━━━ TEXT UNDER STUDY ━━━

My eight year old daughter, Gabriella, had choreographed a dance routine with her friend for her school show, ‘Year 3’s got talent’.  They had rehearsed at every available opportunity – at break-time, during playdates and at home by themselves.  They had chosen their own music, decided what they were going to wear and how they were going to do their hair.  I was very proud.  I was more than proud. Gabriella had worked together with a friend in a dedicated way to create something original.  But as I sat there waiting for the show to begin I knew that I wasn’t going to view the dance routine in the same way as the other parents.  Throughout the routine I was asking myself, ‘What aspect of the dance should I be looking at?’, ‘How do I tell whether this part of the dance routine is good or not?’, ‘Is it in time?’, ‘Should I be looking at my daughter’s friend now or should I be looking at my daughter?’  I knew that there was nothing I could do to answer these questions. My mind is a permanent fog.  And then before I knew it – quite literally – the dance had finished.  The mother of Gabriella’s friend had already got up and congratulated her daughter with a cuddle.  I was slow on the uptake and another mother congratulated my daughter before me (not that I blame the other mother – I was slow). ‘Thank G-d I am going to hospital,’ I thought, ‘so that the doctors can understand what is happening with my brain’.  The experience of watching the show was simply too painful for me and I desperately wanted to sort it out.

━━━ EXERCISE DATA ━━━

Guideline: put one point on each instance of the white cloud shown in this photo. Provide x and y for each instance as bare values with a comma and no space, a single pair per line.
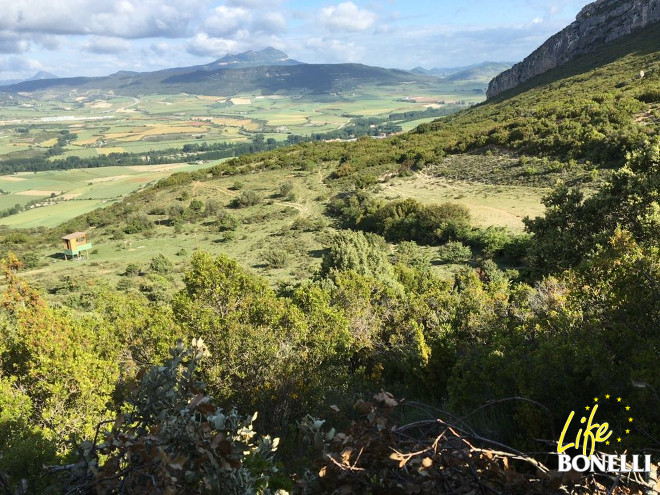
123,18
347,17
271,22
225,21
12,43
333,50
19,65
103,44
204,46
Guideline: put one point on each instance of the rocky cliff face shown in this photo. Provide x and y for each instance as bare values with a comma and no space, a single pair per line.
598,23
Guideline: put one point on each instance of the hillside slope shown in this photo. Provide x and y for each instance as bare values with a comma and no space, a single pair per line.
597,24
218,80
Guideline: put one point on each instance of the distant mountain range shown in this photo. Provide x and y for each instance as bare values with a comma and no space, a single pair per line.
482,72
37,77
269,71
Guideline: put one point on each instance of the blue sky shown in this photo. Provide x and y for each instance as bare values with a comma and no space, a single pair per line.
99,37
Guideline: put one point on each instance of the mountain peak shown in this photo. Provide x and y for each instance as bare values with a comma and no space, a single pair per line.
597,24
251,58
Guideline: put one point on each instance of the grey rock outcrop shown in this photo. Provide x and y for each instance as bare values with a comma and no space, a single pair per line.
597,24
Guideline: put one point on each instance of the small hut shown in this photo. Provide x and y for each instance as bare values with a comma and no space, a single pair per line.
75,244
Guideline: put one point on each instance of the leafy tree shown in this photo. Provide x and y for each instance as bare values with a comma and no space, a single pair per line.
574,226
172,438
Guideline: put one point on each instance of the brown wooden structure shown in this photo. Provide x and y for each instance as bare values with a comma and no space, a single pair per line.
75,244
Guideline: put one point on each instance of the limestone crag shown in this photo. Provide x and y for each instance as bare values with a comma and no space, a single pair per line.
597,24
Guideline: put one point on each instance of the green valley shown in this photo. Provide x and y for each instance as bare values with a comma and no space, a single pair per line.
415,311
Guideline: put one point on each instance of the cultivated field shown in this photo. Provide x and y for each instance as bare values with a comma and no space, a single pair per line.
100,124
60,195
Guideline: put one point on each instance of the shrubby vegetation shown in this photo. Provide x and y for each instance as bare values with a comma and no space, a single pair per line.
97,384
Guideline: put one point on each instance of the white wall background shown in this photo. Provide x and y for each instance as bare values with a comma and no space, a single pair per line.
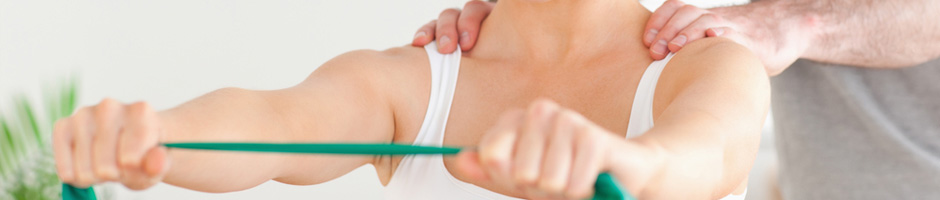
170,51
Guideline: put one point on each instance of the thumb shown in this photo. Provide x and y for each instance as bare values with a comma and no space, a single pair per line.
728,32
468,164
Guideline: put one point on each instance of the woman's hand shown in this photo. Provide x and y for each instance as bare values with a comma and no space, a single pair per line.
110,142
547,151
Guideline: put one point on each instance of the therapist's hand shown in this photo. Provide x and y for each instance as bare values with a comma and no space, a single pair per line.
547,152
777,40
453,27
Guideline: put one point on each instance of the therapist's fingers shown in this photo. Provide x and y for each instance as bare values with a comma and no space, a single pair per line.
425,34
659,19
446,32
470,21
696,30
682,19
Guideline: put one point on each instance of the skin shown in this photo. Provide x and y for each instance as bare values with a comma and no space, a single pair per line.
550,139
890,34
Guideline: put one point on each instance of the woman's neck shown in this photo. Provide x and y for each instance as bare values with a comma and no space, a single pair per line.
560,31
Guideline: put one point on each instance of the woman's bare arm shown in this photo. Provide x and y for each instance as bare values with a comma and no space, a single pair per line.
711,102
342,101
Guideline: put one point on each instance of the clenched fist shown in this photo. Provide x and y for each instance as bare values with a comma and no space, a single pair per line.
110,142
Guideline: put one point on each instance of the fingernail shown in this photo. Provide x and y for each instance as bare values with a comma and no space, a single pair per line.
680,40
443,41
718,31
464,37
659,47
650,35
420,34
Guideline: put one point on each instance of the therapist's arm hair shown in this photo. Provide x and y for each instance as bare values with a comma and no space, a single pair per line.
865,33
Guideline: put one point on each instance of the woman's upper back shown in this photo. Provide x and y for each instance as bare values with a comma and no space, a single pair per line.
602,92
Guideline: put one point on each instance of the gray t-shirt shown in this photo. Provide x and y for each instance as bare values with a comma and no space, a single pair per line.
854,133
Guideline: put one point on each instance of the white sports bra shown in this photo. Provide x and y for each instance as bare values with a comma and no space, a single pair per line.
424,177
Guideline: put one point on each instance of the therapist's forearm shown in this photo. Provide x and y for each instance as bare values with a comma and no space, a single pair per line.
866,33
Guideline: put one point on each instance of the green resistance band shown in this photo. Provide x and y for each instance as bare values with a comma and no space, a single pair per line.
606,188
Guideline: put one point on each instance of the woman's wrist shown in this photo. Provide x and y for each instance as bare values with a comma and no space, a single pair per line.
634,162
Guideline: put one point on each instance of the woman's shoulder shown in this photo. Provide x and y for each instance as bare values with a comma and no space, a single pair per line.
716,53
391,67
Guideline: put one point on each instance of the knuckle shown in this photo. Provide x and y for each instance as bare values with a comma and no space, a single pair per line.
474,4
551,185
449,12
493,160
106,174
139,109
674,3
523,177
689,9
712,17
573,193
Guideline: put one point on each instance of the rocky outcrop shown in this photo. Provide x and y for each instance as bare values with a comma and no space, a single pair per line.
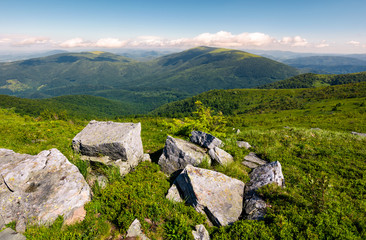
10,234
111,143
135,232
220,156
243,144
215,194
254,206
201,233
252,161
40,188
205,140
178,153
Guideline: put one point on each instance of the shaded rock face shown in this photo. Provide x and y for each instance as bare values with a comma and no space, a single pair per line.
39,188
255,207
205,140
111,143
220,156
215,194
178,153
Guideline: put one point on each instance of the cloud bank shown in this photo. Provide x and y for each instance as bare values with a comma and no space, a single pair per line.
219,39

━━━

ACTIONS TO TAKE:
A) Answer these questions from the passage about the school dance routine:
(i) What was the school show called?
(ii) Where had the two girls rehearsed?
(iii) Who congratulated Gabriella before the writer did?
B) Write the next few sentences of the passage about the school dance routine, picking up after its final sentence.
The lines have nothing to do with the passage about the school dance routine.

RESPONSES:
A)
(i) ‘Year 3’s got talent’
(ii) At break-time, during playdates and at home by themselves
(iii) Another mother

B)
So here I am at the epilepsy hospital so that they can carry out an intensive assessment.  The theory is that I might be having lots of seizures, where I lose consciousness for a second or two, and I am not even aware of them. This is the hidden face of epilepsy.  As I am learning epilepsy isn’t just about having very obvious clonic tonic seizures which look dreadful, and can cause those having one to injury themselves.  It is also about small millisecond seizures that the person having them might not be aware of.  It is also what happens in between seizures – the epileptiform activity and how that impacts on cognitive function.  This epileptiform activity certainly seems to be impacting on mine – for example I mostly don’t process information (eg my three year old had decided to take off her wet nappy – I also saw that next to the nappy was a pool of water but I didn’t connect the two pieces of information – I didn’t think that the water was urine I thought that it was water), and my memory is very poor (eg if my husband talks about our holiday last year I can remember the fact that we went on holiday but the name of the resort or the details of a particularly day trip that we went on escape me).  But when talking to me no-one would know the difficulties I am facing every minute of the day – indeed this is the hidden face of all mental health illnesses because although I am in immense pain no one (apart from you because I have explained it to you) knows.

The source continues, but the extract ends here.